## INPUT
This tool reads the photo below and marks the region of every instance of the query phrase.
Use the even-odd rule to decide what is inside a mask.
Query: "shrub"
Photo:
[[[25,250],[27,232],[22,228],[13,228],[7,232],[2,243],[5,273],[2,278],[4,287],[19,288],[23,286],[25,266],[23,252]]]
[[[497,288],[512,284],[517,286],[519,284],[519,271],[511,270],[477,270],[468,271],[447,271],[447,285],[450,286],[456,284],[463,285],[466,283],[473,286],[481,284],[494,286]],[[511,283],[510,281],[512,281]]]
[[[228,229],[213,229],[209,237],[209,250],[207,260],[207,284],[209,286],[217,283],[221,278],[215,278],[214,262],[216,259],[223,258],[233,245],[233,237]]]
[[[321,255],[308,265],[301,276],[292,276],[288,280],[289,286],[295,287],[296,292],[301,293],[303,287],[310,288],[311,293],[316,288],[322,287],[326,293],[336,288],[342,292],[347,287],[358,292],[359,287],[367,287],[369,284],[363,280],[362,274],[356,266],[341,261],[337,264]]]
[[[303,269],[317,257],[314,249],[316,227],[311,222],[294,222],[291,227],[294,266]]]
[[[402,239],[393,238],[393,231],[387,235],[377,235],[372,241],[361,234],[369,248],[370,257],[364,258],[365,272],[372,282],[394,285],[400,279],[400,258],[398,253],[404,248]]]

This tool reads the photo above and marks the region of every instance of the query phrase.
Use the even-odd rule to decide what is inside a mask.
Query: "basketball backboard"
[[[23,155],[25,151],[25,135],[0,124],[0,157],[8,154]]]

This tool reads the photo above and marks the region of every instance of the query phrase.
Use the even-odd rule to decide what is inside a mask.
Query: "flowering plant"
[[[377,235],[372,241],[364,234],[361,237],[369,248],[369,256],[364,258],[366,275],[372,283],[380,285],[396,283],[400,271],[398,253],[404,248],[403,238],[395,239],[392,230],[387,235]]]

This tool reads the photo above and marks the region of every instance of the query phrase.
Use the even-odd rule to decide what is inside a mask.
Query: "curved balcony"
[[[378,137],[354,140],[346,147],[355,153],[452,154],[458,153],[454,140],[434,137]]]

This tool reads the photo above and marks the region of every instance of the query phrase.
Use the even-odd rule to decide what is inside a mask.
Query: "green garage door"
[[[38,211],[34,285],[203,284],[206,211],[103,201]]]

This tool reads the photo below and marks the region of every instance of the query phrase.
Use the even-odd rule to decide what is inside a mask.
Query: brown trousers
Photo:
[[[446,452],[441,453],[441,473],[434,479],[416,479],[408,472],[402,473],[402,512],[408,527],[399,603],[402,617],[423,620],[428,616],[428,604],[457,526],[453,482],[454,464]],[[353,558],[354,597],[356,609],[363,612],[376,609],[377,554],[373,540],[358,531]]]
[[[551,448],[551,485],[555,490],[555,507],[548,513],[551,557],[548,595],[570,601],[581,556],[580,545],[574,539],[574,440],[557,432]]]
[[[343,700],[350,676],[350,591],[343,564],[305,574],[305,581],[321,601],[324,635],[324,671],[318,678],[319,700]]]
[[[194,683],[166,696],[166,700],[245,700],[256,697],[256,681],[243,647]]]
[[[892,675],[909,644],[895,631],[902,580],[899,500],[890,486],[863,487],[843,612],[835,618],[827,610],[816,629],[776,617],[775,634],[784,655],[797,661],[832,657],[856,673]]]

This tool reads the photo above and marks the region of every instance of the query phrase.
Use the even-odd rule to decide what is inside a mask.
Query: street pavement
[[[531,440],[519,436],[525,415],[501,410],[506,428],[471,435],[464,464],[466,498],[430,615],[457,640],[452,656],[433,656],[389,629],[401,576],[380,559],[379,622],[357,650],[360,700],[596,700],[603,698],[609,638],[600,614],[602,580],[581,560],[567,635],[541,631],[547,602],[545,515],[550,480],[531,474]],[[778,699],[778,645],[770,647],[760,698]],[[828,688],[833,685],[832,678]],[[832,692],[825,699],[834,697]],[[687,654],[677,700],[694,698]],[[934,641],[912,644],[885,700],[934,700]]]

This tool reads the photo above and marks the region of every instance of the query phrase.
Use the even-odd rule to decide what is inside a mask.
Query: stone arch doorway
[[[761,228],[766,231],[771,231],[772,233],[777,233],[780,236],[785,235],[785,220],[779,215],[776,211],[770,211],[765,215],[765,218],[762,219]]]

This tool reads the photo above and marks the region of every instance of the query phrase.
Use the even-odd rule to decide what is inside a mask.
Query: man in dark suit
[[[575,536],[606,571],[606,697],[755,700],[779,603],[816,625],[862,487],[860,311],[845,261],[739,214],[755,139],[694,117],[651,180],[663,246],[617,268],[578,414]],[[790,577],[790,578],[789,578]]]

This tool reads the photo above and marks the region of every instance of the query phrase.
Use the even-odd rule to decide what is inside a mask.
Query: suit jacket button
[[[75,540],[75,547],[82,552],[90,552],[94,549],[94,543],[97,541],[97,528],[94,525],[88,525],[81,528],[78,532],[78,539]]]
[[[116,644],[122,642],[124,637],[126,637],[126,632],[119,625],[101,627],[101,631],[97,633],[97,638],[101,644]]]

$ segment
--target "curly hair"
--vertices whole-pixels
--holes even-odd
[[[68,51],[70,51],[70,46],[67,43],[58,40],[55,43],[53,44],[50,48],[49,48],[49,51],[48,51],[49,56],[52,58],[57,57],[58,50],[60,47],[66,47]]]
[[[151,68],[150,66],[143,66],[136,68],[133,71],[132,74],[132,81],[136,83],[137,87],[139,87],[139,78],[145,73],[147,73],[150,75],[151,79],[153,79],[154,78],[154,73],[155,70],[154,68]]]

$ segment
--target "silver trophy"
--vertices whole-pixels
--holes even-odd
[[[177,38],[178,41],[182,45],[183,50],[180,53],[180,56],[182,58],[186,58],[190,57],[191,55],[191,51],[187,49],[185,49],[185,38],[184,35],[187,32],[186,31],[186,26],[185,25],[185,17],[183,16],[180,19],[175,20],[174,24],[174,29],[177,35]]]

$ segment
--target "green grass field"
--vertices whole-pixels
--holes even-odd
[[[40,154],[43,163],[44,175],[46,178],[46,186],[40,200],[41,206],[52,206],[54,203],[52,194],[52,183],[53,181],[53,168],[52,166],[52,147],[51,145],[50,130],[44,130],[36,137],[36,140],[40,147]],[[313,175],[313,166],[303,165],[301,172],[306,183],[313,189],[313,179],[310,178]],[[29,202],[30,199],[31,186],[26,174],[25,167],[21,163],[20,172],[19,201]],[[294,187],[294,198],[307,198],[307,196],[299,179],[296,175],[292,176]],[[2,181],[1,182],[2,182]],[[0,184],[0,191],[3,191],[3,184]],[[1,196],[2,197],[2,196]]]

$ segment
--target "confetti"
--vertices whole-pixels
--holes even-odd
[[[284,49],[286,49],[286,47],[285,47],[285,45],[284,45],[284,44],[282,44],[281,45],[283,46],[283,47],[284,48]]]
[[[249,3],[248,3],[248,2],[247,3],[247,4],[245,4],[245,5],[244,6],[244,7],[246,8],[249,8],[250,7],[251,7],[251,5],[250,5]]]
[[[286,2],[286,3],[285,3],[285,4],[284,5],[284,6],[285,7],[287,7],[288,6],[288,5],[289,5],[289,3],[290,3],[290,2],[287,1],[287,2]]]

## WRITTEN TASK
Reproduce the material above without altering a single character.

## FINAL ANSWER
This tool reads the photo below and marks the region of every instance of the query phrase.
Use the even-odd rule to decide what is inside a mask.
Query: "shrub"
Photo:
[[[25,250],[27,232],[22,228],[13,228],[7,232],[2,243],[5,273],[2,278],[4,287],[19,288],[23,286],[25,266],[23,252]]]
[[[497,288],[512,284],[517,286],[519,284],[519,271],[511,270],[477,270],[468,271],[447,271],[447,285],[450,286],[456,284],[463,285],[466,283],[473,286],[481,284],[494,286]],[[511,283],[510,281],[512,281]]]
[[[228,229],[213,229],[209,237],[209,250],[207,260],[207,284],[209,286],[217,283],[221,278],[215,278],[214,262],[216,259],[223,258],[233,245],[233,237]]]
[[[321,255],[308,265],[301,276],[292,276],[288,280],[289,286],[295,287],[296,292],[301,293],[303,287],[310,288],[311,293],[316,288],[322,287],[326,293],[336,288],[342,292],[347,287],[358,292],[359,287],[367,287],[369,284],[363,280],[362,274],[356,266],[341,261],[337,264]]]
[[[303,269],[317,257],[314,249],[316,227],[311,222],[294,222],[291,227],[294,266]]]
[[[402,239],[393,238],[393,231],[387,235],[377,235],[372,241],[361,234],[369,248],[370,257],[364,258],[365,272],[372,282],[394,285],[400,279],[400,258],[398,253],[404,248]]]

This tool reads the photo above and marks the region of every instance of the query phrase.
Use the even-odd rule to decide what is inside a mask.
Query: "basketball backboard"
[[[23,155],[25,151],[25,135],[0,124],[0,157],[8,154]]]

This tool reads the photo above and marks the region of every instance of the query phrase.
Use the even-odd rule to decide what is inside a mask.
Query: "flowering plant"
[[[377,235],[372,241],[364,234],[361,237],[369,248],[369,256],[364,258],[366,275],[372,283],[380,285],[396,283],[400,271],[398,253],[404,248],[403,238],[395,239],[392,230],[387,235]]]

This tool reads the photo above and marks the region of every instance of the query phrase.
Use the even-odd rule to decide what is inside a mask.
Query: "curved balcony"
[[[378,137],[354,140],[346,147],[355,153],[452,154],[458,153],[454,140],[434,137]]]

This tool reads the photo above and marks the region of every instance of the query phrase.
Use the even-odd rule to decide what is inside a mask.
Query: "green garage door"
[[[38,211],[34,285],[203,284],[206,211],[103,201]]]

This tool reads the photo below and marks the region of every instance of the query phrase.
Use the even-odd rule to decide what is inside a mask.
Query: brown trousers
Photo:
[[[446,452],[441,453],[441,473],[434,479],[416,479],[408,472],[402,473],[402,512],[408,527],[399,603],[402,617],[423,620],[428,616],[428,604],[457,526],[453,482],[454,464]],[[353,558],[354,597],[356,609],[363,612],[376,609],[377,554],[373,540],[358,531]]]
[[[551,448],[551,485],[555,490],[555,507],[548,513],[551,557],[548,595],[570,601],[581,556],[580,545],[574,539],[574,440],[557,432]]]
[[[343,700],[350,676],[350,591],[343,564],[305,574],[305,581],[321,601],[324,635],[324,671],[318,678],[319,700]]]
[[[194,683],[166,696],[166,700],[245,700],[256,697],[256,681],[243,647]]]
[[[892,675],[909,644],[895,631],[902,580],[899,500],[890,486],[863,487],[843,612],[835,618],[827,610],[816,629],[776,617],[775,634],[784,655],[797,661],[832,657],[856,673]]]

This tool reads the photo above and marks the region of every instance of the query phrase.
Use the even-odd rule to decide what is inside a mask.
Query: street pavement
[[[531,440],[519,436],[525,415],[501,410],[506,428],[471,435],[464,464],[466,498],[430,615],[457,640],[452,656],[433,656],[389,629],[401,576],[380,559],[379,622],[357,650],[360,700],[596,700],[603,698],[609,638],[600,614],[602,580],[581,560],[567,635],[541,631],[547,602],[545,515],[550,480],[531,474]],[[778,699],[778,645],[770,647],[760,698]],[[828,688],[833,685],[832,678]],[[832,692],[825,699],[834,697]],[[687,654],[677,700],[694,698]],[[934,641],[912,644],[885,700],[934,700]]]

This tool reads the photo above and marks the region of every instance of the query phrase.
Use the even-odd rule to decide what is inside a mask.
Query: stone arch doorway
[[[761,228],[766,231],[771,231],[772,233],[777,233],[780,236],[785,235],[785,220],[779,215],[776,211],[770,211],[765,215],[765,218],[762,219]]]

This tool reads the photo above and marks the region of every instance of the query phrase.
Use the even-odd rule to decide what is inside a mask.
Query: man in dark suit
[[[575,536],[606,571],[606,697],[755,700],[779,603],[816,625],[862,487],[860,311],[845,261],[739,214],[755,139],[694,117],[651,180],[663,246],[617,268],[578,414]],[[790,577],[790,578],[789,578]]]

This tool reads the photo above and marks the region of every instance of the query phrase.
Use the even-odd rule to decide what is inside a mask.
Query: suit jacket button
[[[75,540],[75,547],[82,552],[90,552],[94,549],[94,543],[97,541],[97,528],[94,525],[88,525],[81,528],[78,532],[78,539]]]
[[[116,644],[122,642],[124,637],[126,637],[126,632],[119,625],[101,627],[101,631],[97,633],[97,638],[101,644]]]

$ segment
--target "curly hair"
--vertices whole-pixels
--holes even-odd
[[[68,51],[70,51],[70,46],[67,43],[58,40],[55,43],[53,44],[50,48],[49,48],[49,51],[48,51],[49,56],[52,58],[57,57],[58,50],[60,47],[66,47]]]
[[[151,68],[150,66],[143,66],[136,68],[133,71],[132,74],[132,81],[136,83],[137,87],[139,87],[139,78],[145,73],[147,73],[150,75],[151,79],[153,79],[154,78],[154,73],[155,70],[154,68]]]

$ segment
--target "silver trophy"
--vertices whole-pixels
--holes even-odd
[[[177,38],[178,41],[182,45],[183,50],[180,53],[180,56],[182,58],[186,58],[190,57],[191,55],[191,51],[187,49],[185,49],[185,38],[184,35],[187,32],[186,31],[186,26],[185,25],[185,17],[183,16],[180,19],[175,20],[174,24],[174,29],[177,35]]]

$ segment
--target "green grass field"
--vertices whole-pixels
--holes even-odd
[[[40,154],[43,163],[44,175],[46,178],[46,186],[40,200],[41,206],[52,206],[54,203],[52,194],[52,183],[53,181],[53,168],[52,166],[52,147],[51,145],[50,130],[44,130],[36,137],[36,140],[40,147]],[[313,175],[313,166],[303,165],[301,172],[306,183],[313,189],[313,179],[310,178]],[[29,202],[30,199],[31,186],[26,174],[25,167],[21,163],[20,172],[19,201]],[[294,187],[294,198],[307,198],[307,196],[299,179],[296,175],[292,176]],[[2,181],[1,182],[2,182]],[[0,184],[0,191],[3,191],[3,184]],[[1,196],[2,197],[2,196]]]

$ segment
--target "confetti"
--vertices whole-pixels
--holes even-odd
[[[284,49],[286,49],[286,47],[285,47],[285,45],[284,45],[284,44],[282,44],[281,45],[283,46],[283,47],[284,48]]]
[[[249,3],[248,3],[248,2],[247,3],[247,4],[245,4],[245,5],[244,6],[244,7],[246,8],[249,8],[250,7],[251,7],[251,5],[250,5]]]
[[[286,2],[286,3],[285,3],[285,4],[284,5],[284,6],[285,7],[287,7],[288,6],[288,5],[289,5],[289,3],[290,3],[290,2],[287,1],[287,2]]]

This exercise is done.